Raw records
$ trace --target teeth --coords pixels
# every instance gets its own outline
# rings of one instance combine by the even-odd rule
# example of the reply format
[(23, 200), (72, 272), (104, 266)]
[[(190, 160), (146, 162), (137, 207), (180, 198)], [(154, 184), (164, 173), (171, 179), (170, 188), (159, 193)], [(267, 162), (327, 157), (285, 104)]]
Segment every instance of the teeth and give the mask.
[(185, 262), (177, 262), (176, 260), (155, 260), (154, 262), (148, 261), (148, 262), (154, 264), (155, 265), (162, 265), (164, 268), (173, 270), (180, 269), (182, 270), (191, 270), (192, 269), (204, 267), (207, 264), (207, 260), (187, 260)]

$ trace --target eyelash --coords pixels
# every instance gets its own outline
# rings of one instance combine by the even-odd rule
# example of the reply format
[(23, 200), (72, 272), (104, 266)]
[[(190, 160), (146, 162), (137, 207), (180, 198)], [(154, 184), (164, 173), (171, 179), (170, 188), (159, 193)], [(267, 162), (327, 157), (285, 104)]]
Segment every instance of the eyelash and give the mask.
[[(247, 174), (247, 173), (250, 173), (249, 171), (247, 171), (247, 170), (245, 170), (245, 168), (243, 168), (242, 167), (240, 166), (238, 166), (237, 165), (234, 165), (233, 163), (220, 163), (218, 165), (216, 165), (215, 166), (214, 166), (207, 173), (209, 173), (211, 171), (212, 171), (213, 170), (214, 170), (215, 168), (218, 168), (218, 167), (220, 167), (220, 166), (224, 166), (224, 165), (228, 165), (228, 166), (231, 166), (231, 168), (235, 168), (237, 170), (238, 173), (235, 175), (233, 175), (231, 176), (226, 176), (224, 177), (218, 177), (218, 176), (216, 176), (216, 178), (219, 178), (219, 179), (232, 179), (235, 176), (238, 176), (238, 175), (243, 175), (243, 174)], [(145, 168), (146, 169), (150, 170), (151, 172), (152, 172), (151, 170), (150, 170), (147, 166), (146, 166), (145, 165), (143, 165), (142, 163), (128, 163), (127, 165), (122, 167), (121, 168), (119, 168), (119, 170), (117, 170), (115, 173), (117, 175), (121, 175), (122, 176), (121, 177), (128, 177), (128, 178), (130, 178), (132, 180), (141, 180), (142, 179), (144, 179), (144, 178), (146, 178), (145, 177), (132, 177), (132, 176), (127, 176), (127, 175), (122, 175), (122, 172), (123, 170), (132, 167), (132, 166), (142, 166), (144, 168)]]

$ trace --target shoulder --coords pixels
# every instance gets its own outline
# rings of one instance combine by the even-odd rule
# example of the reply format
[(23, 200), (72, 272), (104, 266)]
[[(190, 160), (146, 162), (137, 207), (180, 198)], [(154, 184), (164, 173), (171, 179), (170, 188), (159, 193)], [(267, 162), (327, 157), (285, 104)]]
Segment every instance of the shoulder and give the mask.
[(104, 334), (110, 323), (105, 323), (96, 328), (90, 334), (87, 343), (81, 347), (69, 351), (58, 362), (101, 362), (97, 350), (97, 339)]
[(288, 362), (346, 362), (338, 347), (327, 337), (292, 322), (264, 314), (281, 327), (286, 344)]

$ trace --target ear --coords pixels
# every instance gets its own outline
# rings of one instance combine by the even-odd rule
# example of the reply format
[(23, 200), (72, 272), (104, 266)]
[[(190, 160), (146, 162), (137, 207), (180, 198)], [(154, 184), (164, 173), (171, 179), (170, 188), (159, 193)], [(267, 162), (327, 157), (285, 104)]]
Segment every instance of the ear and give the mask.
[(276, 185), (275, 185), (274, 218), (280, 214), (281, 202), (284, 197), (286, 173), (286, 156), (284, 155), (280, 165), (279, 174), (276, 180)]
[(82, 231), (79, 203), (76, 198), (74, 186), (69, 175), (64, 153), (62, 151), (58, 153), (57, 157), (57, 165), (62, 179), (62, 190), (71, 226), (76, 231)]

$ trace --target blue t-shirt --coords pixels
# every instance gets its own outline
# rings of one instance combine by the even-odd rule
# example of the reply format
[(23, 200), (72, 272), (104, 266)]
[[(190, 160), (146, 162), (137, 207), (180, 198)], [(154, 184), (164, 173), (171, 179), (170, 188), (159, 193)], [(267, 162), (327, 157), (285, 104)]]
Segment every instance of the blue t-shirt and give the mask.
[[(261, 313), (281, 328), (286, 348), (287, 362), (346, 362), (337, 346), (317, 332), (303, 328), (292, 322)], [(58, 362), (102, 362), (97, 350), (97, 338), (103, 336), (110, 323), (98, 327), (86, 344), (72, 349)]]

[DESCRIPTION OF THE TASK] Return every one of the lines above verbatim, from the first through the last.

[EXERCISE RESPONSE]
$ trace --target teeth --coords pixels
# every instance gets its own outline
# rings of one instance combine by the even-odd rule
# example of the reply format
[(23, 200), (72, 272), (104, 266)]
[[(190, 160), (146, 162), (137, 207), (180, 198)], [(154, 184), (164, 173), (171, 179), (170, 188), (159, 193)], [(267, 162), (327, 157), (285, 104)]]
Segment every instance of the teeth and give the mask.
[(185, 262), (177, 262), (176, 260), (155, 260), (154, 262), (148, 261), (148, 262), (154, 264), (155, 265), (162, 265), (164, 268), (173, 270), (180, 269), (182, 270), (191, 270), (192, 269), (204, 267), (207, 264), (207, 260), (187, 260)]

$ trace --target eyelash --coords pixels
# every instance gets its own outline
# rings of one instance combine by the even-odd rule
# example of the reply format
[(23, 200), (72, 272), (104, 266)]
[[(190, 160), (146, 162), (137, 207), (180, 198)], [(154, 184), (164, 173), (171, 179), (170, 188), (159, 193)], [(267, 162), (327, 157), (285, 104)]]
Segment every instance of the eyelash and give the mask.
[[(247, 174), (247, 173), (250, 173), (249, 171), (247, 171), (247, 170), (245, 170), (245, 168), (243, 168), (242, 167), (240, 166), (238, 166), (237, 165), (234, 165), (233, 163), (220, 163), (218, 165), (216, 165), (215, 166), (214, 166), (207, 173), (209, 173), (211, 171), (212, 171), (213, 170), (214, 170), (215, 168), (218, 168), (218, 167), (220, 167), (220, 166), (224, 166), (224, 165), (228, 165), (228, 166), (231, 166), (231, 168), (235, 168), (237, 170), (238, 173), (235, 175), (233, 175), (231, 176), (226, 176), (224, 177), (218, 177), (218, 176), (216, 176), (216, 178), (219, 178), (219, 179), (232, 179), (235, 176), (238, 176), (238, 175), (243, 175), (243, 174)], [(145, 168), (146, 169), (150, 170), (151, 172), (152, 172), (151, 170), (150, 170), (147, 166), (146, 166), (145, 165), (143, 165), (142, 163), (128, 163), (127, 165), (122, 167), (121, 168), (119, 168), (119, 170), (117, 170), (115, 173), (117, 175), (121, 175), (122, 176), (121, 177), (128, 177), (128, 178), (130, 178), (132, 180), (141, 180), (142, 179), (144, 179), (144, 178), (146, 178), (145, 177), (132, 177), (132, 176), (127, 176), (127, 175), (122, 175), (122, 172), (123, 170), (132, 167), (132, 166), (142, 166), (144, 168)]]

$ trace --target shoulder --coords pixels
# every instance gets its own outline
# rings of one instance combine by the even-odd rule
# example of the reply format
[(23, 200), (72, 272), (104, 266)]
[[(190, 160), (146, 162), (137, 207), (180, 198)], [(154, 184), (164, 173), (171, 179), (170, 188), (159, 193)], [(267, 162), (327, 157), (285, 104)]]
Segment every instance of the shoulder and give the mask.
[(104, 334), (110, 323), (105, 323), (96, 328), (90, 334), (87, 343), (81, 347), (69, 351), (58, 362), (101, 362), (97, 350), (97, 339)]
[(288, 362), (346, 362), (338, 347), (327, 337), (292, 322), (264, 314), (281, 327), (286, 344)]

$ trace --target ear --coords pixels
# every instance gets its own outline
# rings of one instance combine by the even-odd rule
# example of the reply format
[(23, 200), (72, 272), (104, 266)]
[[(190, 160), (146, 162), (137, 207), (180, 198)], [(154, 184), (164, 173), (171, 179), (170, 188), (159, 193)], [(267, 162), (327, 157), (285, 104)]]
Segment every instance of the ear and give the mask.
[(276, 185), (275, 185), (274, 218), (280, 214), (281, 202), (284, 197), (286, 173), (286, 156), (284, 155), (280, 165), (279, 174), (276, 180)]
[(82, 231), (79, 203), (76, 198), (74, 186), (69, 175), (64, 153), (62, 151), (58, 153), (57, 157), (57, 165), (62, 179), (62, 190), (71, 226), (76, 231)]

$ trace --target blue t-shirt --coords pixels
# every instance gets its own outline
# rings of one instance combine by the even-odd rule
# example of the reply format
[(23, 200), (72, 272), (104, 266)]
[[(190, 160), (146, 162), (137, 207), (180, 198)], [(154, 184), (164, 173), (171, 179), (170, 188), (159, 193)], [(267, 162), (327, 157), (285, 104)]]
Segment every instance of the blue t-shirt and give the mask.
[[(261, 313), (281, 328), (286, 348), (287, 362), (346, 362), (337, 346), (317, 332), (303, 328), (292, 322)], [(58, 362), (102, 362), (97, 350), (97, 338), (103, 336), (110, 323), (98, 327), (86, 344), (72, 349)]]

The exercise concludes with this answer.